**Your task**
Return the whole listing unchanged. Drop the images.

**Supplied records**
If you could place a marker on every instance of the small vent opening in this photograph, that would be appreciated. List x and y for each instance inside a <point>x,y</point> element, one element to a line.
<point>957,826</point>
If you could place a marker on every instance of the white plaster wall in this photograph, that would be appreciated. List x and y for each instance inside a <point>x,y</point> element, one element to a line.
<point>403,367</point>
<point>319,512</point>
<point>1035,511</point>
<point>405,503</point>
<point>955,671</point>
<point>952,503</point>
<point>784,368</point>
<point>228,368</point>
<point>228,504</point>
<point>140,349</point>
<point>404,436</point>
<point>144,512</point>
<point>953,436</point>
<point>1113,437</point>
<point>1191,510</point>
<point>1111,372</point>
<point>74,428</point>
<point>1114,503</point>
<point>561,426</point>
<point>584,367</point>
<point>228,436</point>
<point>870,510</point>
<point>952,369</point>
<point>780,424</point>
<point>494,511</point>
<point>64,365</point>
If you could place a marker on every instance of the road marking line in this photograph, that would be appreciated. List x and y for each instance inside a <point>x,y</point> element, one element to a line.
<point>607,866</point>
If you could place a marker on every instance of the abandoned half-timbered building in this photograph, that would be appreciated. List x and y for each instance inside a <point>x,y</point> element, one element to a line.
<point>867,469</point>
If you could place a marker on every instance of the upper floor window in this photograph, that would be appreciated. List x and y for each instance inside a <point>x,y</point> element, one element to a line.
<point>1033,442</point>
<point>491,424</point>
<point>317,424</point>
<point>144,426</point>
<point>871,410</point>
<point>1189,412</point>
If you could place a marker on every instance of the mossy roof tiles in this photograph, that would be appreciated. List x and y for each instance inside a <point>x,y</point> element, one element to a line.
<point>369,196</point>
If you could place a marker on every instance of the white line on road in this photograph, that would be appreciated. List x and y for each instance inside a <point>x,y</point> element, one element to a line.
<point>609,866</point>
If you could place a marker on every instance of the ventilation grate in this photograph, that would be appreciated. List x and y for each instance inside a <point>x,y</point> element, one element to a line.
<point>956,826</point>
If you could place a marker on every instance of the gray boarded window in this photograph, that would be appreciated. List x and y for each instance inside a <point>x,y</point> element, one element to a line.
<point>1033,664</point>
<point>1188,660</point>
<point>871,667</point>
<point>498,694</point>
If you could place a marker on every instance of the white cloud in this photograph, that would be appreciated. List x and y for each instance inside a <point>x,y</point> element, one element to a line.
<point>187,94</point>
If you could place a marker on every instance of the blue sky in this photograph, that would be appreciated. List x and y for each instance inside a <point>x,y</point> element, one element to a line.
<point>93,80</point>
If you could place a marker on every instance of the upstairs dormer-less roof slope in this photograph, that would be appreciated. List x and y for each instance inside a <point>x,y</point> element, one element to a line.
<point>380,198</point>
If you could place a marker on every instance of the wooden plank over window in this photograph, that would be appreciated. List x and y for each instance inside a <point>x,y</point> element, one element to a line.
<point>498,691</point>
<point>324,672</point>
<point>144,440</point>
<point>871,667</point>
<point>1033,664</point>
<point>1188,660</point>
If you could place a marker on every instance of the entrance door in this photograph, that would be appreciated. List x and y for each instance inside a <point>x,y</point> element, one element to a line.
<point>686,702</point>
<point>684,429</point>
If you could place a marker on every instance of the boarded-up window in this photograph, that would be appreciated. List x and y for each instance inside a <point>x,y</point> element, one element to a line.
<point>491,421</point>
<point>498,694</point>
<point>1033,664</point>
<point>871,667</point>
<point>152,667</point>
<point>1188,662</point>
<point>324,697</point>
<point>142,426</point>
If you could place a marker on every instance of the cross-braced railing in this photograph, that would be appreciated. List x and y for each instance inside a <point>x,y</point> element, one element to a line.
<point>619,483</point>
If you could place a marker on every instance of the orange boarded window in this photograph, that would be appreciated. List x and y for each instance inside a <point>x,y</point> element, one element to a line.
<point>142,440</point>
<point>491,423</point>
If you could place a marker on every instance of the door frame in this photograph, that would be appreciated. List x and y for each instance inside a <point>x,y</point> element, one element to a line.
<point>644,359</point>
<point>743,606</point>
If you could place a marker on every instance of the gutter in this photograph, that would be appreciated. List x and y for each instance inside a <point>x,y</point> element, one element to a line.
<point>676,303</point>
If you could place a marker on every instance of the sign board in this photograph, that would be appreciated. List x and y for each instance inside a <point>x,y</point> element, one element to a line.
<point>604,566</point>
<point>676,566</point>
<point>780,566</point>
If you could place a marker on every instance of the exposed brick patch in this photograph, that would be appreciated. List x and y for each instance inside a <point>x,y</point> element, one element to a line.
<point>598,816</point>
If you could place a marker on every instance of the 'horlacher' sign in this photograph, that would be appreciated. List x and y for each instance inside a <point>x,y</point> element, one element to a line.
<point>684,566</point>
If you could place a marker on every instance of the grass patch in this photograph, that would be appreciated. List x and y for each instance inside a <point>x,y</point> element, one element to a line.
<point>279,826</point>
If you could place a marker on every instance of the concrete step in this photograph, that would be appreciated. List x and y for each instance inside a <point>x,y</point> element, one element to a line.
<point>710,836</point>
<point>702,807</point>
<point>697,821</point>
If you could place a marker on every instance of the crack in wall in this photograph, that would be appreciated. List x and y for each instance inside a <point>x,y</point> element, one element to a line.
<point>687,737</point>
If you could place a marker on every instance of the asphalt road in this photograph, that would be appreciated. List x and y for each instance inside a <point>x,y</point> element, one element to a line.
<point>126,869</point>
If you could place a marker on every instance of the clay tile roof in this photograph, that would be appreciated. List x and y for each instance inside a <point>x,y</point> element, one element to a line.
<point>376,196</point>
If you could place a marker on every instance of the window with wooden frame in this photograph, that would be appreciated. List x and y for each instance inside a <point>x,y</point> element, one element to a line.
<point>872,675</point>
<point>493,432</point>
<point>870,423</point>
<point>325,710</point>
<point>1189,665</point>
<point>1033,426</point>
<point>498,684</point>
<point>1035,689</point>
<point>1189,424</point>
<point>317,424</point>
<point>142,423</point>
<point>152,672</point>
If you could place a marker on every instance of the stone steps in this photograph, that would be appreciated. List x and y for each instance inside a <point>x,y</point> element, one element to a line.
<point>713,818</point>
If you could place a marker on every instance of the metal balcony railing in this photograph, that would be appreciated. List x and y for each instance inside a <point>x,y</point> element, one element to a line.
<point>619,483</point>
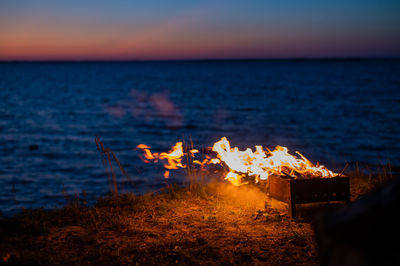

**Result**
If you could place a marker on every instance of the small vent opening in this photograph, that would be appreciated. List x and y for each instance inside a <point>x,y</point> element, one element to a line.
<point>957,826</point>
If you could place a marker on every instance of the white plaster wall in this photograph, that would be appreciated. List x and y for each instance inside a <point>x,y</point> element, one element to a line.
<point>403,367</point>
<point>319,512</point>
<point>1035,511</point>
<point>405,503</point>
<point>955,671</point>
<point>952,503</point>
<point>784,368</point>
<point>228,368</point>
<point>228,504</point>
<point>140,349</point>
<point>404,436</point>
<point>144,512</point>
<point>953,436</point>
<point>1113,437</point>
<point>1191,510</point>
<point>1111,372</point>
<point>74,428</point>
<point>1114,503</point>
<point>561,426</point>
<point>584,367</point>
<point>228,436</point>
<point>870,510</point>
<point>952,369</point>
<point>780,424</point>
<point>494,511</point>
<point>64,365</point>
If you could place a marker on every instance of the road marking line in this photograph, that would be appreciated. List x and y for each instance inside a <point>x,y</point> element, one element to a line.
<point>607,866</point>
If you could place a marker on every instance of the abandoned half-timbered building in this photograph, that would be appreciated. List x and y for each instance inside a <point>x,y</point> element, one element to a line.
<point>867,469</point>
If you could place a marker on every instance of the upper floor window in this photograph, that would be appreciated. List x and y for each instance inside a <point>x,y</point> element, one element to a line.
<point>1033,442</point>
<point>491,424</point>
<point>317,424</point>
<point>144,426</point>
<point>871,410</point>
<point>1189,412</point>
If you could place a marker on every instance of the mossy roof tiles in this photograph, that would be appreciated. List x and y for each instance inside a <point>x,y</point> element, one element to a line.
<point>369,196</point>
If you could place a marker on every instance of the white line on road in this photograph, that would be appreciated. List x and y for each instance inside a <point>x,y</point> element, one element to a line.
<point>609,866</point>
If you could place a marker on every instance of the ventilation grate in this photograph, that would be appreciated. List x and y for each instance inside a <point>x,y</point> element, one element to a line.
<point>956,826</point>
If you could place a marker on every instance of the gray boarded window in this photograph, that would be appreciated. List x and y for each instance inside a <point>x,y</point> element, one element to a line.
<point>1033,664</point>
<point>1188,660</point>
<point>871,667</point>
<point>498,694</point>
If you could place a marker on every instance of the white cloud in this photograph, that would be appreciated. List x and y for each instance inside a <point>x,y</point> element, one element to a line.
<point>187,94</point>
If you could place a marker on every instance of the blue sky in this photograph, that would be appreciated. List x and y for each instance inside a <point>x,y</point> element, one element to a line.
<point>93,80</point>
If you could place a marker on every instance of the upstairs dormer-less roof slope in this photograph, that would be appreciated. List x and y for each instance inside a <point>x,y</point> element, one element to a line.
<point>380,198</point>
If you could place a marker on every instance of the wooden plank over window in this photograph, that would be appreciated. List x and y for each instance inside a <point>x,y</point> element, one element to a line.
<point>498,691</point>
<point>324,672</point>
<point>144,440</point>
<point>871,667</point>
<point>1033,664</point>
<point>1188,660</point>
If you could place a marker on every instance of the entrance door in this photograph, that would be appreciated. List x and y for each instance inside a <point>x,y</point> element, one element to a line.
<point>686,702</point>
<point>684,429</point>
If you could place a marker on every instance of the boarded-up window in this photograph, that would be appreciated. List x and y for each instance inside a <point>x,y</point> element, one element to a line.
<point>491,421</point>
<point>498,694</point>
<point>1033,664</point>
<point>871,667</point>
<point>152,667</point>
<point>1188,662</point>
<point>324,697</point>
<point>142,426</point>
If you could place a marker on every instance of the cross-braced railing in this photograph, that would be appreciated. List x and y for each instance inside a <point>x,y</point> element, one element to a line.
<point>619,483</point>
If you could place a marker on every instance of the orange boarded window in this photograph, that would be appreciated. List x and y for each instance inside a <point>x,y</point> element, one element to a line.
<point>142,440</point>
<point>491,423</point>
If you could place a marker on every instance of the door frame in this photograph, that would be appreciated. List x and y for each instance inside a <point>x,y</point> element, one element to a line.
<point>644,359</point>
<point>743,606</point>
If you could place a marker on every instance of the gutter in this photograph, that would be appreciated. List x and y for each instance inside a <point>x,y</point> element, one element to a line.
<point>676,303</point>
If you could place a marker on every instance of the sign board in this photograph, that would be appreciated. List x and y for each instance inside a <point>x,y</point> element, one element to a line.
<point>604,566</point>
<point>676,566</point>
<point>780,566</point>
If you could place a marker on every instance of the exposed brick patch in this photograph, that would be appreciated. List x and y for each instance inside a <point>x,y</point> element, one element to a line.
<point>598,816</point>
If you could place a marker on every instance of the 'horlacher' sign in this photograph, that would be appreciated. List x and y for each instance inside a <point>x,y</point> element, one element to a line.
<point>684,566</point>
If you could place a marker on every instance of the grass patch in this photograph, that would be appreciated. List x and y for each instance inside a <point>x,y</point> element, one element to a line.
<point>279,826</point>
If you could place a marker on every instance of the concrete step in this photograph, that would be appreciated. List x and y for each instance inside a <point>x,y</point> element, one element to a line.
<point>710,836</point>
<point>702,807</point>
<point>697,821</point>
If you could place a marker on every instance of the crack in wall in this photograph, that would be appreciated. List x and y for each instance inside a <point>x,y</point> element, one element to a line.
<point>687,737</point>
If you could place a marker on every instance of the asphalt road in this photograph, that would be appreciated. List x and y for each instance inside a <point>x,y</point> element, one element to a line.
<point>126,869</point>
If you could place a marker on every instance of the clay tile roof in this photograph, that would be appreciated. List x and y for each instance inside a <point>x,y</point> element, one element to a line.
<point>376,196</point>
If you could place a marker on every instance of the window with wooden frame in this photograph, that would be appreciated. List x and y for each instance inside a <point>x,y</point> element, one element to a line.
<point>872,675</point>
<point>493,432</point>
<point>870,423</point>
<point>325,710</point>
<point>1189,665</point>
<point>1033,426</point>
<point>498,684</point>
<point>1035,689</point>
<point>1189,424</point>
<point>317,424</point>
<point>142,423</point>
<point>152,672</point>
If you could place a marker on every instance of the stone steps in this photograph, that would be appreciated. List x and y for each instance inside a <point>x,y</point> element, one element to a line.
<point>713,818</point>
If you could place a marker on every instance of the metal balcony railing in this photograph, that would be appreciated. List x and y for each instance inside a <point>x,y</point> element, one element to a line.
<point>619,483</point>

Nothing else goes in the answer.